*Aim of the exercise*
Below are records; say how many of their lines include the word "belly", giving nothing but the number.

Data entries
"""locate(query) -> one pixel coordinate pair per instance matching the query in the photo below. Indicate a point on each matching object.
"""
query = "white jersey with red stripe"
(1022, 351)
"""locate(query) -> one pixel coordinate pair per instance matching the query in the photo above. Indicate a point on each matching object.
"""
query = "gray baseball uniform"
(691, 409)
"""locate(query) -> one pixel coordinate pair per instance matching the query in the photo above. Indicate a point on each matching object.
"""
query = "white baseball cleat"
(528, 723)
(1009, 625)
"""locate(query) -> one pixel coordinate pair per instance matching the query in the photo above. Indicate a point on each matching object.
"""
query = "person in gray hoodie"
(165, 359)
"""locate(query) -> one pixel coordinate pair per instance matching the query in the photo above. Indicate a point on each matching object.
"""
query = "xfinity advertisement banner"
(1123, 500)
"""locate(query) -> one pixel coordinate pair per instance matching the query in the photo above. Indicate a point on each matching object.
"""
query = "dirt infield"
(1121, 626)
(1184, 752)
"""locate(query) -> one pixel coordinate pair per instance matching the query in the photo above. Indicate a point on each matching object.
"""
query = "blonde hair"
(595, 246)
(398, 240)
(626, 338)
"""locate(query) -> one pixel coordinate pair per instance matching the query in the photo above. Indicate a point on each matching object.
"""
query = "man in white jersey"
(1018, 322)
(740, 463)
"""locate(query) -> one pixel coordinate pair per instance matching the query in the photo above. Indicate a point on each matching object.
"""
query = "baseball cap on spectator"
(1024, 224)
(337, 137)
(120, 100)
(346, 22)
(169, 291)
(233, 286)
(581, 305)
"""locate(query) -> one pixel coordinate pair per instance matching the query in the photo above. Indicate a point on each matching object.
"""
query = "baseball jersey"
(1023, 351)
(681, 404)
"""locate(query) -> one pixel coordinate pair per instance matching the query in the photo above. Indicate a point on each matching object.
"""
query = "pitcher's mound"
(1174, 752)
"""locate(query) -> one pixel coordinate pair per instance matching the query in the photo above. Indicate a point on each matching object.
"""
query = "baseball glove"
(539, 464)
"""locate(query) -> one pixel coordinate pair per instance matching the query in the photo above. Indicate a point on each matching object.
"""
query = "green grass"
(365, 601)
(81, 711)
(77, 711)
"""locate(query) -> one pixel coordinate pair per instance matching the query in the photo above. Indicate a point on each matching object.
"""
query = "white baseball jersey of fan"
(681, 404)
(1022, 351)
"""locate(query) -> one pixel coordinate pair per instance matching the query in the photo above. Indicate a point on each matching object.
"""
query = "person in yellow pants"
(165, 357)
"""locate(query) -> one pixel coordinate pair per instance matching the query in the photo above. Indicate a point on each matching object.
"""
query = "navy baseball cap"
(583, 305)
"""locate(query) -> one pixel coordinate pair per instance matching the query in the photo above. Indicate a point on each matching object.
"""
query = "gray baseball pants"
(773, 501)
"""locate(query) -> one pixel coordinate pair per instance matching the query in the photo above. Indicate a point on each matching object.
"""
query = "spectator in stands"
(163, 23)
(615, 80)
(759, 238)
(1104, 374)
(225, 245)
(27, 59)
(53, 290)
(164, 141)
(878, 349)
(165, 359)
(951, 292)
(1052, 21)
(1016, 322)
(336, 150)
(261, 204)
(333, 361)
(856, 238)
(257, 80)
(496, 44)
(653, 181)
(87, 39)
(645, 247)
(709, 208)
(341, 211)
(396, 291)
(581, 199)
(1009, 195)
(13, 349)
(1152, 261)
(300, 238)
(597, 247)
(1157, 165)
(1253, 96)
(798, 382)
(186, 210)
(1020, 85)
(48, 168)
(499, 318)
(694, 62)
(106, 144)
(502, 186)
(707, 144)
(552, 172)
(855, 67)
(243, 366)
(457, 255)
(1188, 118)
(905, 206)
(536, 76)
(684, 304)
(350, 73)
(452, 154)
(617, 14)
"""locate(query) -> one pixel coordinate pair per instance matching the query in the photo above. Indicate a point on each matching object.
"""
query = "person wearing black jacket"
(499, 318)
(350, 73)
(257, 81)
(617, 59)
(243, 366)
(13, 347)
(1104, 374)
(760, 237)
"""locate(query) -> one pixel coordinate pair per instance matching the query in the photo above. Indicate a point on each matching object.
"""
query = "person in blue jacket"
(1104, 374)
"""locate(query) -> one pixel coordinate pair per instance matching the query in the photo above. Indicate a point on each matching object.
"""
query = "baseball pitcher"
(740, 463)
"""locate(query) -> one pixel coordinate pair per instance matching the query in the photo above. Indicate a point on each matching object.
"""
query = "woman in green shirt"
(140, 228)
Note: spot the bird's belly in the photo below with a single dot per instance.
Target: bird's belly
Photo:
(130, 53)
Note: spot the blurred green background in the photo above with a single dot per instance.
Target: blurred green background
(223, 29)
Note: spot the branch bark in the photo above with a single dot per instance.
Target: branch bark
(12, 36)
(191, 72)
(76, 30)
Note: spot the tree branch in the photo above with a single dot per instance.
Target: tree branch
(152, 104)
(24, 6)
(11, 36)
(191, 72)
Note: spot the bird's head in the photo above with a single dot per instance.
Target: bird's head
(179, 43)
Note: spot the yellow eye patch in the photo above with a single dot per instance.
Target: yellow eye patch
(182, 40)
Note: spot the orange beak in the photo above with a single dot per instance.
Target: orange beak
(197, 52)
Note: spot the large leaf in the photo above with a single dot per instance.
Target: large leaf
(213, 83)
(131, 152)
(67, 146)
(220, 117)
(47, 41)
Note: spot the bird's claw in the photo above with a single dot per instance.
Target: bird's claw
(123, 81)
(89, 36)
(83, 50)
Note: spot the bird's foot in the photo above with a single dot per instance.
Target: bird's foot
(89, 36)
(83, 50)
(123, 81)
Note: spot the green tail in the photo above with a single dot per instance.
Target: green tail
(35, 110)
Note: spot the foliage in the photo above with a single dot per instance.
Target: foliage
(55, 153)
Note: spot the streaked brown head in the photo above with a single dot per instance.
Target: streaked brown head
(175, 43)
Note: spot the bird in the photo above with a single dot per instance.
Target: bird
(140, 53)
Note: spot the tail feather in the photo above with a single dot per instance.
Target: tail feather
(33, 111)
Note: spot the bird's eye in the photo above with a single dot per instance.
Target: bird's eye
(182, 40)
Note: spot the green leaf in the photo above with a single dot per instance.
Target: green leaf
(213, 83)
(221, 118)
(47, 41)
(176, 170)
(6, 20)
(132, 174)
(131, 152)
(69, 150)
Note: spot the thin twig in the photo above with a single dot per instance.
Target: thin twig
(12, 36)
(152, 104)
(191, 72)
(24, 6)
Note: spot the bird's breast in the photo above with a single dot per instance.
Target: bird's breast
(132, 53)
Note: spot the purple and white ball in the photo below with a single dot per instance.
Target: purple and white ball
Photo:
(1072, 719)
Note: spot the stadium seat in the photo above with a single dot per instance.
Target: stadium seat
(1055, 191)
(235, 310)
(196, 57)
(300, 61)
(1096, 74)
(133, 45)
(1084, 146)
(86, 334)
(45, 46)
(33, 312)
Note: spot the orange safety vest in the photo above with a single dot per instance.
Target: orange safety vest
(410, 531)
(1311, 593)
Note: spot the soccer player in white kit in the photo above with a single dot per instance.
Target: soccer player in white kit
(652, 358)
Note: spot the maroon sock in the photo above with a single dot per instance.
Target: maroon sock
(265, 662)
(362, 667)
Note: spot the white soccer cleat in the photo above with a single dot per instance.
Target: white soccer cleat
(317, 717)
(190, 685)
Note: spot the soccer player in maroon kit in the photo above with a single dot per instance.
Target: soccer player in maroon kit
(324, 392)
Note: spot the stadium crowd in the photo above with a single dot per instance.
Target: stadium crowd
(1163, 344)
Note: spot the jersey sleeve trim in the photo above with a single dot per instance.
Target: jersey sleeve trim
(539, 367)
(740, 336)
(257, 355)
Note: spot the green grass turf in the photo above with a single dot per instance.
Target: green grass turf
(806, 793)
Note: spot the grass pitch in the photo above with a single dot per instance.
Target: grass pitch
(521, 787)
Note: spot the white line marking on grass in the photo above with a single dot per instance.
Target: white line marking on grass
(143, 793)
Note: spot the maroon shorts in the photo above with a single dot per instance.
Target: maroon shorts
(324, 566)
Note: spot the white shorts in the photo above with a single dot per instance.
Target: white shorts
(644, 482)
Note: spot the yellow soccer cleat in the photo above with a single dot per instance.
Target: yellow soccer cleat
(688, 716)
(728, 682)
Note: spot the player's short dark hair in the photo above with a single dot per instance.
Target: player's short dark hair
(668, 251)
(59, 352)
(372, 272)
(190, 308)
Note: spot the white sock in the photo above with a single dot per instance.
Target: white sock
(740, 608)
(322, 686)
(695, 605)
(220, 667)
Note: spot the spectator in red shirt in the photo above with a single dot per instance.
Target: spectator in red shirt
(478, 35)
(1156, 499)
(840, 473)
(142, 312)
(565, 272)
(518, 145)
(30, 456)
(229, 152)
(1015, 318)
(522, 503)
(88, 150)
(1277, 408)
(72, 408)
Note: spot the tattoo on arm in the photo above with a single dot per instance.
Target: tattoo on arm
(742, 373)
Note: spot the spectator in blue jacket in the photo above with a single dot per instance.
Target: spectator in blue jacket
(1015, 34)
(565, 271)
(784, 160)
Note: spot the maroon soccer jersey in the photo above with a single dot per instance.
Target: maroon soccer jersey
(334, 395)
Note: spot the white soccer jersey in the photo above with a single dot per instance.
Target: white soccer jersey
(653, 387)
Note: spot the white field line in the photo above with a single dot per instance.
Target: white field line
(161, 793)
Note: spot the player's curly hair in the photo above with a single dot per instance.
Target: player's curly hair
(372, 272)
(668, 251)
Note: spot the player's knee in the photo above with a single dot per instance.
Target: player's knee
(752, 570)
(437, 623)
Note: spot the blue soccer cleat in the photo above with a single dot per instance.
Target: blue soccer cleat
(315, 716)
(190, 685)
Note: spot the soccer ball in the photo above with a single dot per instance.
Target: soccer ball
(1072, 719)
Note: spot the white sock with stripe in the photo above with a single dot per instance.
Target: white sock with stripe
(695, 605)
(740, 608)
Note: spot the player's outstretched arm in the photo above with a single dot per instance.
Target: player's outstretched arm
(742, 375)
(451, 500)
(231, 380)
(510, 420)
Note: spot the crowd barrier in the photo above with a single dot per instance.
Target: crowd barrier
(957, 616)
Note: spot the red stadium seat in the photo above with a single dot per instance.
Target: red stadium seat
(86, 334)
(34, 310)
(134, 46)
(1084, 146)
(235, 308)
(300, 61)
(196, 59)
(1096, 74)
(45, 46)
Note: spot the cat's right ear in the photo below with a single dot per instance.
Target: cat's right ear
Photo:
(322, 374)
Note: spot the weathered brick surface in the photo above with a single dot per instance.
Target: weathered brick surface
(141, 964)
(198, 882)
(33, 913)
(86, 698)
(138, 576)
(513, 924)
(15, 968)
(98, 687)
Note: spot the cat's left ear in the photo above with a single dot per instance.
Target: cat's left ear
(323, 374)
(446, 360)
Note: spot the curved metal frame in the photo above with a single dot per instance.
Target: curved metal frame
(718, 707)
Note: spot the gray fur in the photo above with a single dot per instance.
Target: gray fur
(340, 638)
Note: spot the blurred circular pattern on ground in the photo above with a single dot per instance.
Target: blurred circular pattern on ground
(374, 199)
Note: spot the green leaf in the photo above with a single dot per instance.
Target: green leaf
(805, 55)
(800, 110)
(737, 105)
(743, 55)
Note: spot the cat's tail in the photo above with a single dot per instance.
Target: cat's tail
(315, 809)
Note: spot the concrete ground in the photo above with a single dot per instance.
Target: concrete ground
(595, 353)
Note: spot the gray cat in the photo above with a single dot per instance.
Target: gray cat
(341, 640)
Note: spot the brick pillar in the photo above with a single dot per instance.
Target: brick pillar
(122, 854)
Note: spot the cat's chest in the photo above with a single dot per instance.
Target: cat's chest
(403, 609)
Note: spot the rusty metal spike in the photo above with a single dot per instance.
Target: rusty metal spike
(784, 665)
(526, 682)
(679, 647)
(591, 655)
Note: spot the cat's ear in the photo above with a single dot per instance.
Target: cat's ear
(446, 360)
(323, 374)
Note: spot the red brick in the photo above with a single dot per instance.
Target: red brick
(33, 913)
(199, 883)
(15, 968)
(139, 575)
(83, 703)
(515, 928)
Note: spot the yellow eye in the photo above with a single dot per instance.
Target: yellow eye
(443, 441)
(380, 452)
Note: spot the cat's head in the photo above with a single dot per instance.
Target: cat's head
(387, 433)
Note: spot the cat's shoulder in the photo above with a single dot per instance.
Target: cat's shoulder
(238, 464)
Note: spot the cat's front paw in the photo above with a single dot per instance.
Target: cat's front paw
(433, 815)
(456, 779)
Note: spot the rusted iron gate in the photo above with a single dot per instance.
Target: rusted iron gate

*Solution*
2